**Exercise**
Exactly reproduce all the records, keeping pictures out of the copy.

* BEGIN *

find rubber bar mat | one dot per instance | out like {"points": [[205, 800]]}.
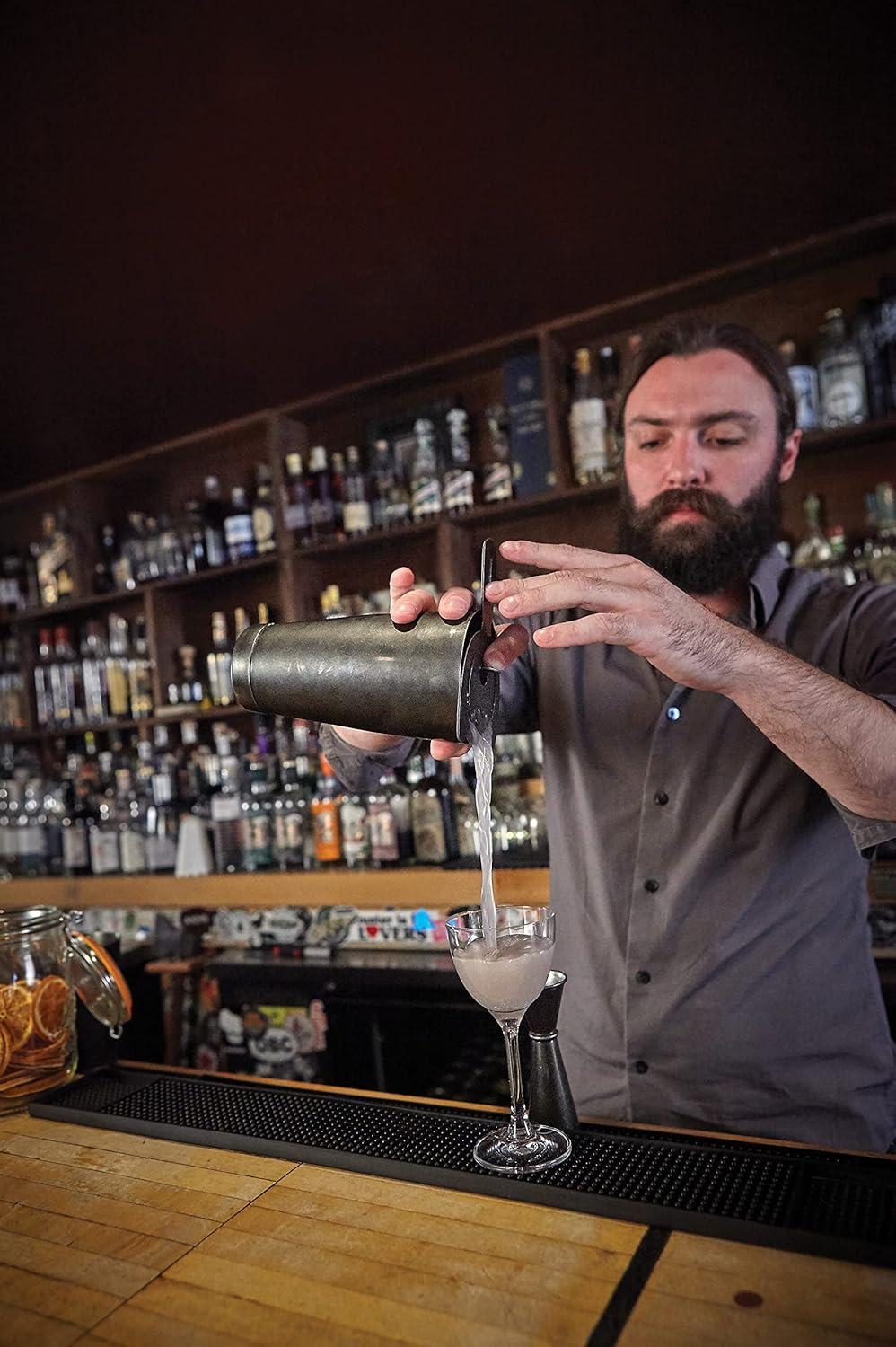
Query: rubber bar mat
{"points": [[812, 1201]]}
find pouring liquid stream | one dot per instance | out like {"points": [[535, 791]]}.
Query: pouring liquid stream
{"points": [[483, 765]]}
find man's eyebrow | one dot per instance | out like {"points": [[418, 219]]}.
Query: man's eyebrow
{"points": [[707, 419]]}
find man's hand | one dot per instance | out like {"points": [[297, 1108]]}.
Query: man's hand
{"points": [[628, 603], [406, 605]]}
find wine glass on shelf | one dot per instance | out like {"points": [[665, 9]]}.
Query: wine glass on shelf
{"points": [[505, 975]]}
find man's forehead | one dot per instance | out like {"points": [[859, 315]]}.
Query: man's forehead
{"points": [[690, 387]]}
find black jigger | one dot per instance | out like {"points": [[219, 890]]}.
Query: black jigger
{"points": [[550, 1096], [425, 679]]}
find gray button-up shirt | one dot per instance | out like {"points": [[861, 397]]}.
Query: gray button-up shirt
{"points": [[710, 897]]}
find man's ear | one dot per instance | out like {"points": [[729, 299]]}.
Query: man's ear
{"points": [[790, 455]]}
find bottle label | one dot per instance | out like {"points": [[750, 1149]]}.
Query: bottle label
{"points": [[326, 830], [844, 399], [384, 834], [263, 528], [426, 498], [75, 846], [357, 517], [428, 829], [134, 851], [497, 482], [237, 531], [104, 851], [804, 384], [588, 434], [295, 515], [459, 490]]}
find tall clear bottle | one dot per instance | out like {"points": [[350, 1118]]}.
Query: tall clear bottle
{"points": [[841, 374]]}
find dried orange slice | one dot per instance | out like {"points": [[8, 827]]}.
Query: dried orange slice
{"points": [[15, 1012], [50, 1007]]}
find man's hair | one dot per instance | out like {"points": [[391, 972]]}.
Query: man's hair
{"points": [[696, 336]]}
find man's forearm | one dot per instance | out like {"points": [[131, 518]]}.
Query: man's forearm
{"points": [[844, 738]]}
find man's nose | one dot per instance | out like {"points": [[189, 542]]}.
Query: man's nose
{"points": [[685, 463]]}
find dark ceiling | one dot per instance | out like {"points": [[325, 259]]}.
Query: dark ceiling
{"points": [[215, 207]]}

* END *

**Full response**
find rubber bar mat | one dot per instance | out like {"points": [[205, 800]]}.
Query: rubber bar mat
{"points": [[812, 1201]]}
find pouring liquid stream | one dot per instance | out like {"points": [[535, 791]]}.
Query: pouring liquid stream
{"points": [[483, 765]]}
find man's eyebrow | one dot per instance | out like {"points": [[418, 219]]}.
Query: man's eyebrow
{"points": [[707, 419]]}
find man's hand | one dot per instance | out like {"points": [[297, 1108]]}.
Query: man's hand
{"points": [[628, 603], [406, 605]]}
find wine glass on shelf | one dot per instance | out like {"points": [[665, 9]]}.
Query: wine glass on shelf
{"points": [[505, 975]]}
find man's forehead | one dot per instance | out like {"points": [[859, 315]]}.
Query: man's forehead
{"points": [[690, 387]]}
find black jigger | one dot per instance | out like {"points": [[219, 890]]}.
Query: black jigger
{"points": [[550, 1096], [425, 679]]}
find gray button-up shirt | one dot per instance | out like {"points": [[861, 397]]}.
Query: gray button-up shirt
{"points": [[710, 897]]}
find man's ear | one dot per instance | out like {"points": [[729, 299]]}.
Query: man's ear
{"points": [[790, 455]]}
find bottle label | one dot per instance | out like {"points": [[750, 1149]]}.
Query: bottle label
{"points": [[326, 830], [844, 399], [384, 834], [263, 528], [426, 498], [75, 846], [357, 517], [428, 829], [134, 851], [497, 482], [237, 531], [104, 851], [804, 384], [588, 434], [295, 515], [459, 490]]}
find tall clear bottle | one dot per instance | out like {"points": [[350, 1118]]}.
Query: tall clear bottle
{"points": [[841, 374]]}
find dried orange slice | one dot per instance | out like {"points": [[8, 827]]}.
Query: dried orange slice
{"points": [[15, 1012], [50, 1007]]}
find man's hair | one dot per instance | out like {"points": [[391, 972]]}.
Query: man's hair
{"points": [[696, 336]]}
find man's forearm | one dot per instance | out like {"points": [[131, 518]]}.
Query: man's forearm
{"points": [[844, 738]]}
find man's nose | one dot per instance | out like {"points": [[189, 542]]}.
Query: man's nose
{"points": [[685, 463]]}
find dark ceiling | one dot per instance | out like {"points": [[325, 259]]}.
Query: dark ceiling
{"points": [[215, 207]]}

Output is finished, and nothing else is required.